● **GIVEN INSTRUCTION 1**: Count the lines of the records that contain the string "blue", matching case exactly. Give only the number.

● **SUPPLIED PASSAGE**:
╔══

# Getting back into it



## thetruth (Mar 20, 2006)

Hey guys,
I've just decided to go back to American Kenpo after a 7 year hiatus.  I was training in another style which I left American Kenpo for.  I'm now going back.  Has anyone got any good American Kenpo vids on the net I can see?

Cheers
Sam


----------



## MJS (Mar 20, 2006)

Glad to hear that you're getting back into your training.  As for the videos, Larry Tatum has a great set.  If you go to his site, he also puts out short clips of techniques.  Go to his site and look where it says Tip of The Week.

Mike


----------



## Hand Sword (Mar 20, 2006)

I would strongly agree! Grand Master Tatum has the speed, power, and precision in his techniques. Exactly the way, in my opinion, Kenpo should look. He also has the quality of being able to explain the info, so you can grasp it fully.


----------



## 56Chevyguy (Apr 2, 2006)

Sam,
I'm just curious...what was the other system you were studying after leaving kenpo?
jb


----------



## stickarts (Apr 2, 2006)

56Chevyguy said:
			
		

> Sam,
> I'm just curious...what was the other system you were studying after leaving kenpo?
> jb


 
I am also curious about what made you decide to come back!


----------



## tshadowchaser (Apr 2, 2006)

Im always happy to here about someone who returns to ther original art.
Keep us informed on how your studies go


----------



## thetruth (Apr 3, 2006)

56Chevyguy said:
			
		

> Sam,
> I'm just curious...what was the other system you were studying after leaving kenpo?
> jb



I went off to study Ryukyu Kempo.  I learnt some good stuff but due to issues with the way my instructor behaved and taught I decided enough was enough.  
Cheers
Sam


----------



## thetruth (Apr 3, 2006)

stickarts said:
			
		

> I am also curious about what made you decide to come back!



I took about  a year off and trained for triathlons (which I still do).  I needed to clear my head as my experience at my last school really soured my view of the martial arts in general.  I just needed time.  I learnt some good stuff but the most important lesson was IF IT SOUNDS TOO GOOD TO BE TRUE, IT MOST LIKELY IS TOO GOOD TO BE TRUE.

Cheers
Sam


----------



## stickarts (Apr 3, 2006)

thetruth said:
			
		

> I took about a year off and trained for triathlons (which I still do). I needed to clear my head as my experience at my last school really soured my view of the martial arts in general. I just needed time. I learnt some good stuff but the most important lesson was IF IT SOUNDS TOO GOOD TO BE TRUE, IT MOST LIKELY IS TOO GOOD TO BE TRUE.
> 
> Cheers
> Sam


 

I hope your return brings a better experience for you! The right school can make all of the difference just as a wrong one can really drag you down.


----------



## Rick Wade (Apr 3, 2006)

Go to Yahoo click on Video
then type in American Kenpo 
and let your Eyes amaze you.  However be aware ther is some Kenpo comedy out there as well.

V/R

Rick


----------



## 56Chevyguy (Apr 3, 2006)

I left martial arts completely for a few years. I got into running and did a lot of 10Ks, half-marathons, and full marathons. But I missed the MA training so got back into it. As far as doing arts other than kenpo? I figure that ANYTHING we do adds to our knowledge base. At least I know that if necessary I might be able to outrun the badguys! 




			
				thetruth said:
			
		

> I took about a year off and trained for triathlons (which I still do). I needed to clear my head as my experience at my last school really soured my view of the martial arts in general. I just needed time. I learnt some good stuff but the most important lesson was IF IT SOUNDS TOO GOOD TO BE TRUE, IT MOST LIKELY IS TOO GOOD TO BE TRUE.
> 
> Cheers
> Sam


----------

╚══

● **RECORD EXTRACTS**:
╔══

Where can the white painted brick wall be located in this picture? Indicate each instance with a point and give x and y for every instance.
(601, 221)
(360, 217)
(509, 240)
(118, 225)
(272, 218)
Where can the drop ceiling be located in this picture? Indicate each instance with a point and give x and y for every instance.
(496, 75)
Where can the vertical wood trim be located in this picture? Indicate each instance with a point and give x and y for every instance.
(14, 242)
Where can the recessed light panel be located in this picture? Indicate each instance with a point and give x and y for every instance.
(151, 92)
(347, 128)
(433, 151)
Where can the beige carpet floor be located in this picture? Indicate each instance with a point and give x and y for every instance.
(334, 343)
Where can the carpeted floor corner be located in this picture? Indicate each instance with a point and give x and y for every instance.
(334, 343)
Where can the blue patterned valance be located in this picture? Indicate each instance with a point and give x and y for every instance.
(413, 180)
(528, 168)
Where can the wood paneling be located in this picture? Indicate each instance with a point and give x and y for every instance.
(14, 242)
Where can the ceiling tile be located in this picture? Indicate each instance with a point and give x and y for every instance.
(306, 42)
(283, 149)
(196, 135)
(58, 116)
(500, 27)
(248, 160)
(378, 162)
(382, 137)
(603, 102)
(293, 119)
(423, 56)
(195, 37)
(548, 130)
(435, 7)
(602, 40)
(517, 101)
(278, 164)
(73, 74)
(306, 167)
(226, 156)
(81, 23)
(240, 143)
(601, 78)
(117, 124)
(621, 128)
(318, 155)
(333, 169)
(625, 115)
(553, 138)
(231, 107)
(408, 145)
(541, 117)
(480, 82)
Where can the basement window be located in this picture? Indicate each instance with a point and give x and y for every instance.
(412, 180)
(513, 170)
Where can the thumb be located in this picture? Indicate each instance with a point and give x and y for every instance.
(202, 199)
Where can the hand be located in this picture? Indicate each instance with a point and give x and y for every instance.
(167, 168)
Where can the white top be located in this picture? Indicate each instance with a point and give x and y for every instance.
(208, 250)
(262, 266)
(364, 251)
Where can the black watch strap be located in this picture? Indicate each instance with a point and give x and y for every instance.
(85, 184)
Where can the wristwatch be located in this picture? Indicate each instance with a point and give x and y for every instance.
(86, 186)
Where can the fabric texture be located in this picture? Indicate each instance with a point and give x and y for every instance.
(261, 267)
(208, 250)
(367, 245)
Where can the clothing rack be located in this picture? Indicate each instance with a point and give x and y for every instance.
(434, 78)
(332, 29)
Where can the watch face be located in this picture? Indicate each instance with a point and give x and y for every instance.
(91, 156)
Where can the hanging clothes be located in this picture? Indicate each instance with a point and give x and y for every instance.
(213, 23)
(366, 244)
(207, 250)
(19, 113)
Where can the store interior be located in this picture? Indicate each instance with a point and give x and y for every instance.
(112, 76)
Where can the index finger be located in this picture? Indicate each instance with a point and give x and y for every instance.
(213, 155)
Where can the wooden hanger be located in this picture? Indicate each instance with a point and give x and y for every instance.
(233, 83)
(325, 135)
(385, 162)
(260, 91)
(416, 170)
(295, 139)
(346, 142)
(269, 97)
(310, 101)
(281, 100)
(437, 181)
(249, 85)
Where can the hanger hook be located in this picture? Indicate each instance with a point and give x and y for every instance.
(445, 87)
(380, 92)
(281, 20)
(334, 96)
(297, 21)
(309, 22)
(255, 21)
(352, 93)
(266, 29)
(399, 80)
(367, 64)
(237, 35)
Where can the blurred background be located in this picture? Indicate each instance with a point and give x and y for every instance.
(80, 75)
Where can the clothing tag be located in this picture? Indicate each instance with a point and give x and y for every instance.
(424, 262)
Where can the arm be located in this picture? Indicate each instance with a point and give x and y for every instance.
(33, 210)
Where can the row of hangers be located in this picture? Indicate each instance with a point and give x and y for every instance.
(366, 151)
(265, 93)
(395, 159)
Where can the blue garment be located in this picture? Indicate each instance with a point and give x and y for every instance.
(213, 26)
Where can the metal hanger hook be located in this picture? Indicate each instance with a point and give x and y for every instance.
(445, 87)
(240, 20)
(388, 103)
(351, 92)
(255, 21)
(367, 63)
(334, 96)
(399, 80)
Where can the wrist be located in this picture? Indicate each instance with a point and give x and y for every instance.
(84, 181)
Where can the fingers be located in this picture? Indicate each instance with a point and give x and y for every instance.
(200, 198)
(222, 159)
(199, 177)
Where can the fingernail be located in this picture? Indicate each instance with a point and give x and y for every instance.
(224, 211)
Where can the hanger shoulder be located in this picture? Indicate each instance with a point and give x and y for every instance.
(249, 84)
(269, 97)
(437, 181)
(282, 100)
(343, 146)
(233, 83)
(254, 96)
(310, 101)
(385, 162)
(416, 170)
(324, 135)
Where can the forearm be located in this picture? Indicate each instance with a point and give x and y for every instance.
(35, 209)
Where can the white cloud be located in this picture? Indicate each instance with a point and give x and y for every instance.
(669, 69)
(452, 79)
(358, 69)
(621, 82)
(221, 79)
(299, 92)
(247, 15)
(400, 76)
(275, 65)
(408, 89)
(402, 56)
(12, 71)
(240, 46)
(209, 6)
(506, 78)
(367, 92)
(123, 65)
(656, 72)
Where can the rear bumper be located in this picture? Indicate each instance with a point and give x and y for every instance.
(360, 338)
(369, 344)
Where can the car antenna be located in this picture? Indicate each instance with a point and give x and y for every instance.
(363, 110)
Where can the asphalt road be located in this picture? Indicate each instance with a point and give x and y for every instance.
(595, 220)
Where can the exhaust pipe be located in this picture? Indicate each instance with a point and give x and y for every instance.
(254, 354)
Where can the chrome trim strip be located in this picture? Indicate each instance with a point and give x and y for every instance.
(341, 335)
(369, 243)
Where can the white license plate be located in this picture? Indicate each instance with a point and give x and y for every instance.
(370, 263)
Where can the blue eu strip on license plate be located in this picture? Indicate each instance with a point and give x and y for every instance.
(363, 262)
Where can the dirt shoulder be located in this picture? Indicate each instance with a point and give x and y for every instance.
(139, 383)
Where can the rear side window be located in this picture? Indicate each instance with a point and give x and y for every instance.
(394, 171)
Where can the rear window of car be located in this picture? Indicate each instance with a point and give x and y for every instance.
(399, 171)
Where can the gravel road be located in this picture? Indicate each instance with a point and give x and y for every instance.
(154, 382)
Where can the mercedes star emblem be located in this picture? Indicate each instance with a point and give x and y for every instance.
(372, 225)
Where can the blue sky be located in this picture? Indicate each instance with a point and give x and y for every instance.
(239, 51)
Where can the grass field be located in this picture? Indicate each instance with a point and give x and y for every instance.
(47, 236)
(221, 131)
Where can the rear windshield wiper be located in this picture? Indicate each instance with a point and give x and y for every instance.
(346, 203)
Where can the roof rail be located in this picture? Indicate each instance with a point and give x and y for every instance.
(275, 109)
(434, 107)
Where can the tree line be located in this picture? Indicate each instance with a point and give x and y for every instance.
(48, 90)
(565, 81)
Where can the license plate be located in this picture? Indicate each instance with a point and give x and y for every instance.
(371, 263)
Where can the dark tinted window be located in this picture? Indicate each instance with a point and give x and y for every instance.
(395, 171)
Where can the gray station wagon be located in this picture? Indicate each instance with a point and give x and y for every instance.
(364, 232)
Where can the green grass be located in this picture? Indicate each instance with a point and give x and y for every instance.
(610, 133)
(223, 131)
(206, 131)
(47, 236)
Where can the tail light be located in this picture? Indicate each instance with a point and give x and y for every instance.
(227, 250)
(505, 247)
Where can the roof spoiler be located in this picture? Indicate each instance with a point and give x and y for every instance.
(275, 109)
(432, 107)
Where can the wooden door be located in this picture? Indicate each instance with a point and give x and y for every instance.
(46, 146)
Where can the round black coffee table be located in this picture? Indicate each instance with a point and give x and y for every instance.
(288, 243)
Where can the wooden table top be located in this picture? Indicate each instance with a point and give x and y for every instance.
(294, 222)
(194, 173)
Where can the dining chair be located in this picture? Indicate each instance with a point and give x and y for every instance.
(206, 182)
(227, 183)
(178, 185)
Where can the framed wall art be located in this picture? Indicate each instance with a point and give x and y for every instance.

╚══

● **GIVEN INSTRUCTION 2**: Reproduce the passage of the Kenpo forum thread between "Glad to hear" and "Sword (Mar 20, 2006)", inclusive, without any change.

● **FINAL ANSWER 1**: 4

● **FINAL ANSWER 2**:
Glad to hear that you're getting back into your training.  As for the videos, Larry Tatum has a great set.  If you go to his site, he also puts out short clips of techniques.  Go to his site and look where it says Tip of The Week.

Mike


----------



## Hand Sword (Mar 20, 2006)